> **任务说明**
将从包含“Could you please locate the sea”的那一行到包含“[363,138,377,157]”的那一行的条目重新写出，其中“sea”一律替换为“ocean”，其余内容保持不变。

> **条目列表**
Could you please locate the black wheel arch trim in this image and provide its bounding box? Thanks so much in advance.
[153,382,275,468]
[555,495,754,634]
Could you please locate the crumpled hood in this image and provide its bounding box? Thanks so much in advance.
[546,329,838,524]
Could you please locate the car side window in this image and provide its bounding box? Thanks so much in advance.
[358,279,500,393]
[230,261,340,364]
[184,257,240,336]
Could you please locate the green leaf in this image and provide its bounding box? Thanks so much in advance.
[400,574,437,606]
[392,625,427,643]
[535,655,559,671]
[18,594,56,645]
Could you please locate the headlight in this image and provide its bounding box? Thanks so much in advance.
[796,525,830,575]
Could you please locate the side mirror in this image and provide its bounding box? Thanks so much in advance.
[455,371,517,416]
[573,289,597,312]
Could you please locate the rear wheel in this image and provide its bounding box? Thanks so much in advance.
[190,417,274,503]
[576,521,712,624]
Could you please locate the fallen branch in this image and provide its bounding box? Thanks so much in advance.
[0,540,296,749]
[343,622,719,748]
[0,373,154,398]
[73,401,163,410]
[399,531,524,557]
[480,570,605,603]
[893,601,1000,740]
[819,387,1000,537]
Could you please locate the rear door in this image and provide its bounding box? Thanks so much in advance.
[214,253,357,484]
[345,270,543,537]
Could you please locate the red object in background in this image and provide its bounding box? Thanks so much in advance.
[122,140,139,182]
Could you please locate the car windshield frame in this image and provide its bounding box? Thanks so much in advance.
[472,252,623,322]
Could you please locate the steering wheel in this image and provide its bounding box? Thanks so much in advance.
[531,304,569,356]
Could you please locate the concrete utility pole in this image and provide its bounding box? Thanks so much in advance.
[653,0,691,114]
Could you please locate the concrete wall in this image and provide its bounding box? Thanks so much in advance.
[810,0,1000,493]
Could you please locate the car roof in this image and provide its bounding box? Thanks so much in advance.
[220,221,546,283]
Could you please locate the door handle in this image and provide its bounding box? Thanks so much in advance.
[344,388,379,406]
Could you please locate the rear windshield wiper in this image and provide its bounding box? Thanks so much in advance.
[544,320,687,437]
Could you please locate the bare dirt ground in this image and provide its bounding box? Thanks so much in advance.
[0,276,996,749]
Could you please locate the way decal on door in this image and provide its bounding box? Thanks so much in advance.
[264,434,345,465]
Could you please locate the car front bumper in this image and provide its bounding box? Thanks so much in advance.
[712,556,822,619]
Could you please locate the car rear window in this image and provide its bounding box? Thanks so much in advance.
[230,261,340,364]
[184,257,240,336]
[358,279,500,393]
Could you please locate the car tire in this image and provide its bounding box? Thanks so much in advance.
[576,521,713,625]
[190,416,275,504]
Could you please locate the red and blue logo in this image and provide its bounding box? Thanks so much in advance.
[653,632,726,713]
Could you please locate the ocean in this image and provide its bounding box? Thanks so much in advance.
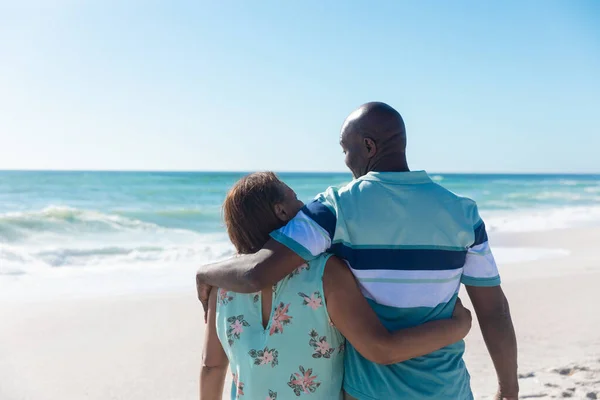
[0,171,600,300]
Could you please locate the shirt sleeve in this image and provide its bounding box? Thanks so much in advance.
[271,192,337,261]
[461,205,500,287]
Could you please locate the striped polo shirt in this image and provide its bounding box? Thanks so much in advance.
[271,171,500,400]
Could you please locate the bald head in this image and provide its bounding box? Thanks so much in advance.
[342,102,406,148]
[340,102,408,178]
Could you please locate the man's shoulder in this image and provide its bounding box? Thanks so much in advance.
[431,182,477,208]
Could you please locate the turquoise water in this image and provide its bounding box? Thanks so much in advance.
[0,171,600,275]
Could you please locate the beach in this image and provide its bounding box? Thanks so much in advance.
[0,228,600,400]
[0,172,600,400]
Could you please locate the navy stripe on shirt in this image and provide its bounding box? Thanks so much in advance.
[302,200,337,240]
[329,243,467,271]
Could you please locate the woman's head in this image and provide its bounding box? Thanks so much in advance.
[223,172,303,254]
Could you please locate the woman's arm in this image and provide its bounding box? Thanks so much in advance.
[323,257,471,364]
[200,288,229,400]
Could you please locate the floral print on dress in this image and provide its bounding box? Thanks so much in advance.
[265,389,277,400]
[288,365,321,396]
[227,315,250,346]
[248,347,279,368]
[269,302,292,336]
[298,292,323,310]
[308,329,336,358]
[288,264,310,278]
[233,373,244,397]
[217,289,233,305]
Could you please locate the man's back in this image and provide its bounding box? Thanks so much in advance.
[273,172,499,400]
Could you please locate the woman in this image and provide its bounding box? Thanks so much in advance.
[200,172,471,400]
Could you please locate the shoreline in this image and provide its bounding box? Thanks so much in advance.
[0,228,600,400]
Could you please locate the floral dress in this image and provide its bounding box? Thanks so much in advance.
[216,255,345,400]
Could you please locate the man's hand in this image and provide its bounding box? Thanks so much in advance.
[196,275,213,323]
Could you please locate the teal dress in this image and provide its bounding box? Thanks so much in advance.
[216,255,345,400]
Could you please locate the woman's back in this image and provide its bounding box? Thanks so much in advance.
[216,255,344,400]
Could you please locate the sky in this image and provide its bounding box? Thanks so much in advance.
[0,0,600,173]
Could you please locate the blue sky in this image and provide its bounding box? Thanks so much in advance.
[0,0,600,172]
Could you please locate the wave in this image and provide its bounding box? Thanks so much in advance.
[0,206,197,243]
[0,206,232,275]
[482,206,600,232]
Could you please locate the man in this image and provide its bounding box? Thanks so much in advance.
[197,103,519,400]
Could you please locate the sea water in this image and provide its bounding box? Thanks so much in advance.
[0,171,600,295]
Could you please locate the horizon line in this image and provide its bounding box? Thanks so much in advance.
[0,168,600,176]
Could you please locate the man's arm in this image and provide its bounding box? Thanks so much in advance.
[196,239,305,293]
[467,286,519,400]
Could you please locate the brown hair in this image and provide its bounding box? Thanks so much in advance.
[223,172,285,254]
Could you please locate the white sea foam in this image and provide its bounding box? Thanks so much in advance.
[481,206,600,232]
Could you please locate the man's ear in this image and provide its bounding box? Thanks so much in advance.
[274,204,290,222]
[363,138,377,157]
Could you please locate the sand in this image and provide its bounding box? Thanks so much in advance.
[0,228,600,400]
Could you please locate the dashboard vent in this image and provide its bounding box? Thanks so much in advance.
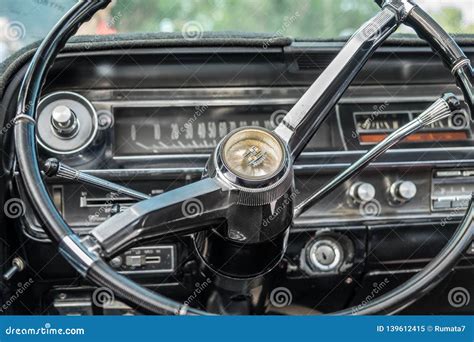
[296,53,336,71]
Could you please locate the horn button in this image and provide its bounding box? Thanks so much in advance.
[222,128,285,181]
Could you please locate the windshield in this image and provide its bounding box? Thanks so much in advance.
[0,0,474,61]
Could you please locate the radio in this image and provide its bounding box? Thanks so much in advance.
[431,169,474,211]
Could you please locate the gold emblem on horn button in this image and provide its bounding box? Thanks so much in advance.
[223,128,285,180]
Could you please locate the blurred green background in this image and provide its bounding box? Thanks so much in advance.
[111,0,474,38]
[0,0,474,61]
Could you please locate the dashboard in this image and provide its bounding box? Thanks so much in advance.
[3,42,474,310]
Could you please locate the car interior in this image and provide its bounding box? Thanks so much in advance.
[0,0,474,316]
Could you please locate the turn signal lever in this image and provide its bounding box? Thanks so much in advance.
[294,93,461,217]
[43,158,150,201]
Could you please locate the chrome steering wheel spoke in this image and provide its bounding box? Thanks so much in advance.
[89,178,235,257]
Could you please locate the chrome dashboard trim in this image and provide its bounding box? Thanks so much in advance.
[91,85,474,161]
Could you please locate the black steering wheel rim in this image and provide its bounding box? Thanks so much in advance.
[11,0,474,315]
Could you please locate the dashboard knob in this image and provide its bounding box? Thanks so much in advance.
[349,182,375,203]
[51,105,79,138]
[390,181,417,203]
[307,238,342,272]
[110,256,123,268]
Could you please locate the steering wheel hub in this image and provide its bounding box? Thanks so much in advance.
[221,127,285,181]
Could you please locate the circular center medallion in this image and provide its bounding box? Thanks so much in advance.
[222,128,285,180]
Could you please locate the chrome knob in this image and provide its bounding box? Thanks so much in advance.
[390,181,417,203]
[306,239,343,272]
[349,182,375,203]
[51,105,79,138]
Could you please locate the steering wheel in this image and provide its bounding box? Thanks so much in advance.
[15,0,474,315]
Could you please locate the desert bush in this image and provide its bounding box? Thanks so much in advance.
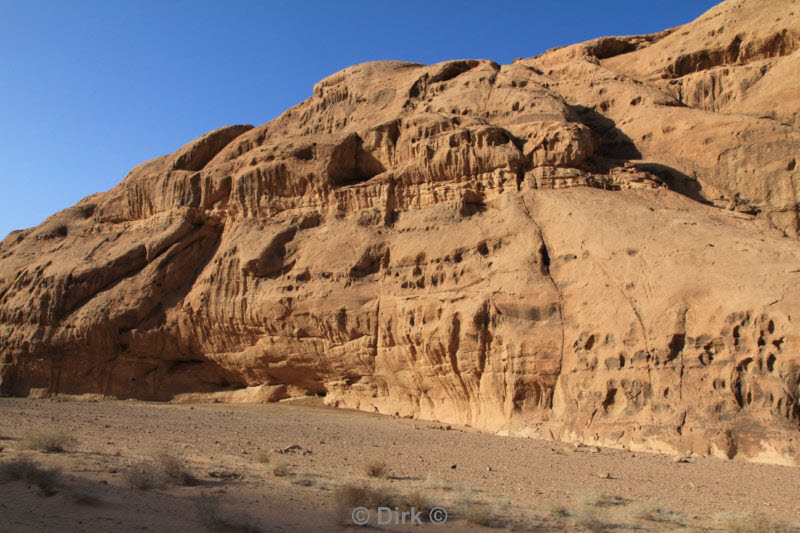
[0,459,61,496]
[20,429,77,453]
[123,451,199,490]
[272,461,292,477]
[194,494,261,533]
[334,483,435,520]
[725,513,794,533]
[122,462,164,490]
[581,494,629,507]
[364,460,386,477]
[550,505,570,520]
[154,451,197,486]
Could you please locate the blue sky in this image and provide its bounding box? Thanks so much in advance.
[0,0,715,239]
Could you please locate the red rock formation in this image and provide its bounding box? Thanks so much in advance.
[0,0,800,463]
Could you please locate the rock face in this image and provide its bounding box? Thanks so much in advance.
[0,0,800,464]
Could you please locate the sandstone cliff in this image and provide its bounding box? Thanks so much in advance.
[0,0,800,463]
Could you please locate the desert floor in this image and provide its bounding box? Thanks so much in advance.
[0,398,800,533]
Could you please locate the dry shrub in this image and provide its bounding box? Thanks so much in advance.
[123,451,199,490]
[272,461,292,477]
[581,494,630,507]
[194,494,261,533]
[334,483,435,523]
[20,429,77,453]
[0,459,61,496]
[154,451,197,486]
[364,459,386,477]
[725,513,795,533]
[635,505,684,525]
[550,505,570,520]
[122,462,164,490]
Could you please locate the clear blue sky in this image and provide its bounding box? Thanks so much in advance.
[0,0,716,239]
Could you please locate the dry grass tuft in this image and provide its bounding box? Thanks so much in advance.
[725,513,795,533]
[334,483,435,523]
[194,494,261,533]
[0,459,61,496]
[364,459,387,477]
[68,490,103,507]
[550,505,571,520]
[581,494,630,507]
[122,462,164,490]
[153,451,198,487]
[123,451,199,490]
[272,461,292,477]
[634,505,684,525]
[20,429,78,453]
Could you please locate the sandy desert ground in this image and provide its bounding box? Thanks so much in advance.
[0,398,800,532]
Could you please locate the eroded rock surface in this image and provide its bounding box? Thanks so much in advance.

> **任务答案**
Could you please locate the ocean water in this image and provide its bounding box? Thanks so much in advance.
[0,171,600,295]
Could you please locate the horizon line in this image and provide its bounding box? Thanks so much in advance.
[0,168,600,176]
Could you please locate the man's arm in this image and provide its bounding box? Thanks so much in advance.
[196,239,305,293]
[467,286,519,400]
Could you please locate the brown hair in this image and provide its bounding box? Thanks so much in advance.
[223,172,285,254]
Could you please locate the white ocean foam in this image and provide its bounding box? Thanks so much in advance.
[481,206,600,232]
Could you please locate the man's ear in this image and provide its bounding box? Thanks so much in advance.
[274,204,290,222]
[363,138,377,157]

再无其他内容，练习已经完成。